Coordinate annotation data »

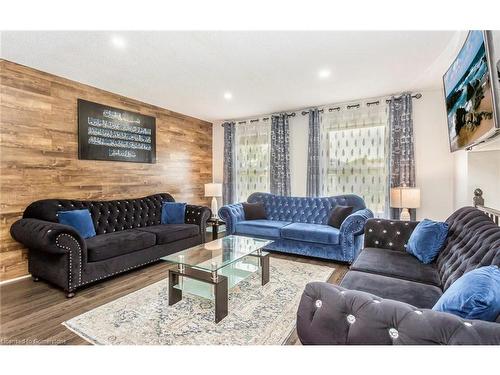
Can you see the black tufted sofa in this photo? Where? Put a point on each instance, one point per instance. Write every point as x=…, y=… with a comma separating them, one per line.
x=387, y=296
x=129, y=235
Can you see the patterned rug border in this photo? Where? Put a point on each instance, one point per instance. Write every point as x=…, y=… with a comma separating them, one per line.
x=94, y=341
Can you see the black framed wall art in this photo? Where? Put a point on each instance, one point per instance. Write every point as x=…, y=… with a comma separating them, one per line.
x=108, y=133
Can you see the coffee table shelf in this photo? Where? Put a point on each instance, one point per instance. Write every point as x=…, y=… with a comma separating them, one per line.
x=209, y=270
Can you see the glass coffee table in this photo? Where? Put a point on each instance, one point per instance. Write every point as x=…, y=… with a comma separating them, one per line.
x=209, y=270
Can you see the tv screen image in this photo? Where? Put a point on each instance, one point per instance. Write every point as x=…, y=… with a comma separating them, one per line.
x=469, y=94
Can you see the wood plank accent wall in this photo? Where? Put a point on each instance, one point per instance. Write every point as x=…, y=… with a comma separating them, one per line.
x=39, y=153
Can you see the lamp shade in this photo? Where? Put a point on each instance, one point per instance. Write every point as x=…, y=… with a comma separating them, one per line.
x=405, y=197
x=213, y=190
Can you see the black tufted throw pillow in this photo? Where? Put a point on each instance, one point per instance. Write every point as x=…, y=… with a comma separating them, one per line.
x=338, y=215
x=254, y=211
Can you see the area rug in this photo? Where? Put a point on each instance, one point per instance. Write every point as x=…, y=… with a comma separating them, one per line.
x=258, y=315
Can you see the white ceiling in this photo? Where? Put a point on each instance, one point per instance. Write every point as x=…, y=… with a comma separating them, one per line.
x=189, y=72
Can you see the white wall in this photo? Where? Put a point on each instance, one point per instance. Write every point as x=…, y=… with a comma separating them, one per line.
x=479, y=168
x=434, y=162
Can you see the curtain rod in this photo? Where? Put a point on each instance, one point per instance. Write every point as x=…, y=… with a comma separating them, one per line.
x=291, y=114
x=331, y=109
x=350, y=106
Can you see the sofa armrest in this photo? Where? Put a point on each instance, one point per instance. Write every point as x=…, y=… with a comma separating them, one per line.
x=198, y=215
x=355, y=222
x=329, y=314
x=46, y=236
x=388, y=234
x=351, y=230
x=231, y=214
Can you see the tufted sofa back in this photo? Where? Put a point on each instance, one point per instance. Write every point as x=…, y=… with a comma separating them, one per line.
x=108, y=216
x=302, y=209
x=473, y=241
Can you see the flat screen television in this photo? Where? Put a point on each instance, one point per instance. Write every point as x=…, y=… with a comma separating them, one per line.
x=471, y=87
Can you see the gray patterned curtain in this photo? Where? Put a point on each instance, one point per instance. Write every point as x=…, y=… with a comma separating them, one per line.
x=402, y=154
x=313, y=173
x=229, y=180
x=280, y=155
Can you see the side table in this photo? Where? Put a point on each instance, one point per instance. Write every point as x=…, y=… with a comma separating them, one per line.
x=215, y=222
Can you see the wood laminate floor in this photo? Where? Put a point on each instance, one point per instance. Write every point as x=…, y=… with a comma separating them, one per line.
x=32, y=312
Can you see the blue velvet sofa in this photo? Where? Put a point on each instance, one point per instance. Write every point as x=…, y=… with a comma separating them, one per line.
x=299, y=225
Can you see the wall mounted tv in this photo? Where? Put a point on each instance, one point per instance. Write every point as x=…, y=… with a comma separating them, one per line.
x=471, y=88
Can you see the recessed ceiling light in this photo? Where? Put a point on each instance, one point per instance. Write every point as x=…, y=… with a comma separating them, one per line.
x=118, y=41
x=324, y=73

Work to do » Reproduce all of the data above word for word, but leave the pictures out.

Response »
Can you see the black tufted sofa in this photo? Where? Put a point on each instance, one point per instance. Write every point as x=…, y=… with a comma separating them, one per line.
x=387, y=296
x=129, y=235
Can you see the patterned rug border in this photo? Where? Put a point on each instance, one point per instance. Write every point as x=…, y=… with a comma separating them, one per line.
x=94, y=341
Can you see the black framed wall art in this photo? Where? Put a point on each instance, one point per instance. Write every point as x=…, y=… with a comma separating them, one per line.
x=108, y=133
Can you see the coffee table shelf in this photo? Where? Put a point on each instance, one point per instance. Write every point as x=…, y=… with a comma separating them, one per line.
x=209, y=270
Can you see the glass coffee table in this photo? Where? Put a point on each instance, one point per instance. Write every point as x=…, y=… with a comma separating them, one per line.
x=209, y=270
Can you see the tv screen image in this photo? Where? Put a point on each instance, one point per instance. Write every point as x=…, y=… with a comma separating them, one per line.
x=469, y=94
Can you see the wood plank accent wall in this photo? Where? Put a point on each instance, one point per instance. Write every point as x=…, y=… with a comma separating them, one per line.
x=39, y=153
Can you see the lamp shade in this photo? Where? Put a point on each instance, one point per instance. Write every point as x=…, y=… with a comma separating them, one per line.
x=405, y=197
x=213, y=190
Can you see the black tufted throw pillow in this photo? Where? Put a point on each instance, one point per instance. Write every point as x=…, y=… with a comma separating them, one per line.
x=338, y=215
x=254, y=211
Can you see the area rug in this photo? Where? Put a point on each instance, one point per instance. Write every point as x=…, y=… with a comma separating them, one per line.
x=258, y=315
Can you see the white ceiling in this photo? Where? Put a point on each instance, one point per instance. Write every point as x=…, y=… with a comma separating them, one per line.
x=189, y=72
Can you see the white wall in this photo? Where? Put a point on each instance, one point per instance. Write every point as x=…, y=… with a comma separating them, one per line.
x=479, y=168
x=434, y=162
Can you see the curtain rod in this photo? Where? Put a point on each instance, one point per instance. Write every point as x=…, y=… with a comma separating them, one per line.
x=291, y=114
x=331, y=109
x=350, y=106
Can you see the sofa armrest in this photo? Where? Put a point on each instance, one point per instance. Write every point as x=…, y=… with a comma separating them, one per line.
x=198, y=215
x=355, y=222
x=329, y=314
x=46, y=236
x=388, y=234
x=351, y=230
x=231, y=214
Can you see the tufted sofa back in this photo? Where? Put a point on each instance, one point per instance. Write every point as x=…, y=… with a comma separating them, one per line.
x=108, y=216
x=302, y=209
x=473, y=241
Can you see the flat screen television in this photo? Where? Put a point on each instance, one point per instance. Write every point as x=…, y=… with a comma separating them, one per line.
x=471, y=87
Can you see the gray patterned curtain in this photo? Where? Put a point on each instance, one point per instance. Write every point as x=…, y=… with a comma separating them, one per line.
x=402, y=154
x=313, y=173
x=229, y=180
x=280, y=155
Can you see the side table in this photo? Where? Put a point on each instance, one point per instance. Write every point as x=…, y=… with a comma separating them, one per line.
x=215, y=222
Can you see the wood laminate floor in this photo? Where? Put a point on each instance, one point per instance. Write every point as x=…, y=… with a comma separating them, one per line.
x=32, y=312
Can you see the blue velvet sofa in this photo? Where? Put a point on each instance, one point per instance. Write every point as x=…, y=… with a comma separating them, one per line.
x=299, y=225
Can you see the wall mounted tv in this photo? Where? Put a point on each instance, one point per instance. Write every point as x=…, y=… with a comma separating them, one per line.
x=471, y=88
Can you see the recessed ceiling light in this photo? Where? Put a point on each instance, one point per instance. Write every point as x=…, y=… with a comma separating them, one per line.
x=118, y=41
x=324, y=73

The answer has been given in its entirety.